§ Exercise requirements
A) List every X86_CR4_ flag on the line that the KVM patch message adds, which is the line beginning with a plus sign.
B) Answer these questions from the KVM patch message:
(i) Which section of which manual does it cite for details on PCIDs?
(ii) What does INVPCID do for guests without EPT?
(iii) Which file does the diff change?

RE: [PATCH] KVM: x86: Implement PCID/INVPCID for guests with EPT

[Date Prev][Date Next][Thread Prev][Thread Next][Date Index][Thread Index]

 



> On 05/10/2012 03:32 AM, Mao, Junjie wrote:
> > This patch handles PCID/INVPCID for guests.
> >
> > Process-context identifiers (PCIDs) are a facility by which a logical processor
> may cache information for multiple linear-address spaces so that the processor
> may retain cached information when software switches to a different
> linear-address space. Refer to section 4.10.1 in IA32 Intel Software Developer's
> Manual Volume 3A for details.
> >
> > For guests with EPT, the PCID feature is enabled and INVPCID behaves as
> running natively.
> > For guests without EPT, the PCID feature is disabled and INVPCID triggers
> #UD.
> >
> >
> > diff --git a/arch/x86/include/asm/kvm_host.h
> > b/arch/x86/include/asm/kvm_host.h index 74c9edf..bb9a707 100644
> > --- a/arch/x86/include/asm/kvm_host.h
> > +++ b/arch/x86/include/asm/kvm_host.h
> > @@ -52,7 +52,7 @@
> >  #define CR4_RESERVED_BITS
> \
> >  	(~(unsigned long)(X86_CR4_VME | X86_CR4_PVI | X86_CR4_TSD |
> X86_CR4_DE\
> >  			  | X86_CR4_PSE | X86_CR4_PAE | X86_CR4_MCE     \
> > -			  | X86_CR4_PGE | X86_CR4_PCE | X86_CR4_OSFXSR  \
> > +			  | X86_CR4_PGE | X86_CR4_PCE | X86_CR4_OSFXSR |
> X86_CR4_PCIDE \
> >  			  | X86_CR4_OSXSAVE | X86_CR4_SMEP |
> X86_CR4_RDWRGSFS \
> >  			  | X86_CR4_OSXMMEXCPT | X86_CR4_VMXE))

§ Information shown
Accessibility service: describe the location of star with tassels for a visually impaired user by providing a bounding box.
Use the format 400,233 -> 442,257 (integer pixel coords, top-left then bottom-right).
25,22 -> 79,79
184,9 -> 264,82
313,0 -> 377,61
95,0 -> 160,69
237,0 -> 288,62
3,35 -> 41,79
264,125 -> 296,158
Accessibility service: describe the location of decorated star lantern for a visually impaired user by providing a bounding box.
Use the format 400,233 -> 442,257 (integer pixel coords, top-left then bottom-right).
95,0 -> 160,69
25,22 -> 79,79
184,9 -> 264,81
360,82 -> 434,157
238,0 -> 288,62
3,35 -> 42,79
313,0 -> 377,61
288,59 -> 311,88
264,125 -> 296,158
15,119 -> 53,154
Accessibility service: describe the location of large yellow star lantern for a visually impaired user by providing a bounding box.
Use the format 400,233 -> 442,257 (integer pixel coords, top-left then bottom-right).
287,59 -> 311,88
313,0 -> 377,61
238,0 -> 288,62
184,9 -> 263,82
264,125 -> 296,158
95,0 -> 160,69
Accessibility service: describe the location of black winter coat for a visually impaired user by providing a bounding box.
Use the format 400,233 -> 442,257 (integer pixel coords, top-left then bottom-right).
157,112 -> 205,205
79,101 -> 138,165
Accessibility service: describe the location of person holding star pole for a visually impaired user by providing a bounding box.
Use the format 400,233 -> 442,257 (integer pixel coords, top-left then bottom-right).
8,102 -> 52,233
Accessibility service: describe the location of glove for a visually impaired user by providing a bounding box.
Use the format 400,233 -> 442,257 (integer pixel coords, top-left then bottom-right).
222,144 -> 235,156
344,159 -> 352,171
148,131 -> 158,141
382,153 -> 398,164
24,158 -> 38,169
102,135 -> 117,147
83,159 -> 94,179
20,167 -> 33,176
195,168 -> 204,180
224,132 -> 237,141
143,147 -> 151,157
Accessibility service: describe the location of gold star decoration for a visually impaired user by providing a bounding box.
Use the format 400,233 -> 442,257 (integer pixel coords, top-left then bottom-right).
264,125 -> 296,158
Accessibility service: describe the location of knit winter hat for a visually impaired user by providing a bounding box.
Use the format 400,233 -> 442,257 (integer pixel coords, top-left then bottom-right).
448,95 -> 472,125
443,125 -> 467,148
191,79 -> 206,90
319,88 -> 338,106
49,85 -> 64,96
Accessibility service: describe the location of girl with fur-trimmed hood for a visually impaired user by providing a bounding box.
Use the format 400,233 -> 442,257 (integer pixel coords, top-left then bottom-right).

--

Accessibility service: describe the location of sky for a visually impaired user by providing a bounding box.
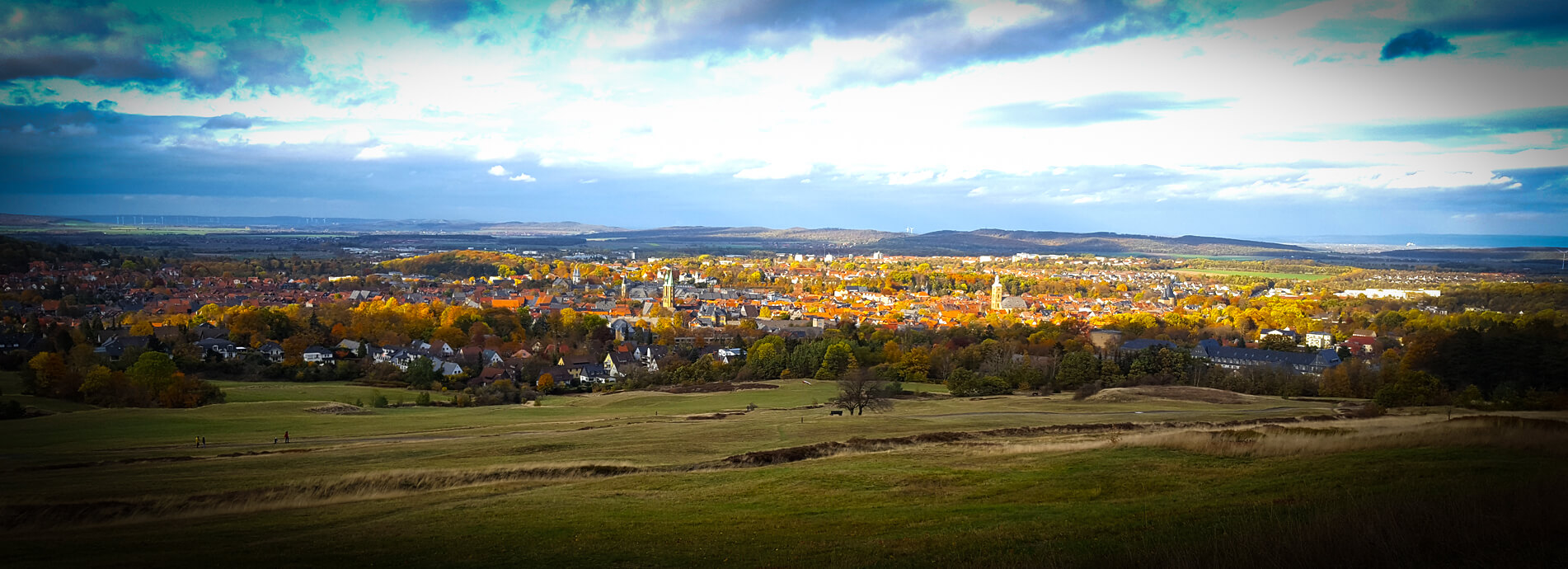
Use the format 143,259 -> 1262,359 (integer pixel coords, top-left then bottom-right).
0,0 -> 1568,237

§ Correct answers
A) X86_CR4_PGE, X86_CR4_PCE, X86_CR4_OSFXSR, X86_CR4_PCIDE

B)
(i) Section 4.10.1 in IA32 Intel Software Developer's Manual Volume 3A.
(ii) It triggers #UD.
(iii) arch/x86/include/asm/kvm_host.h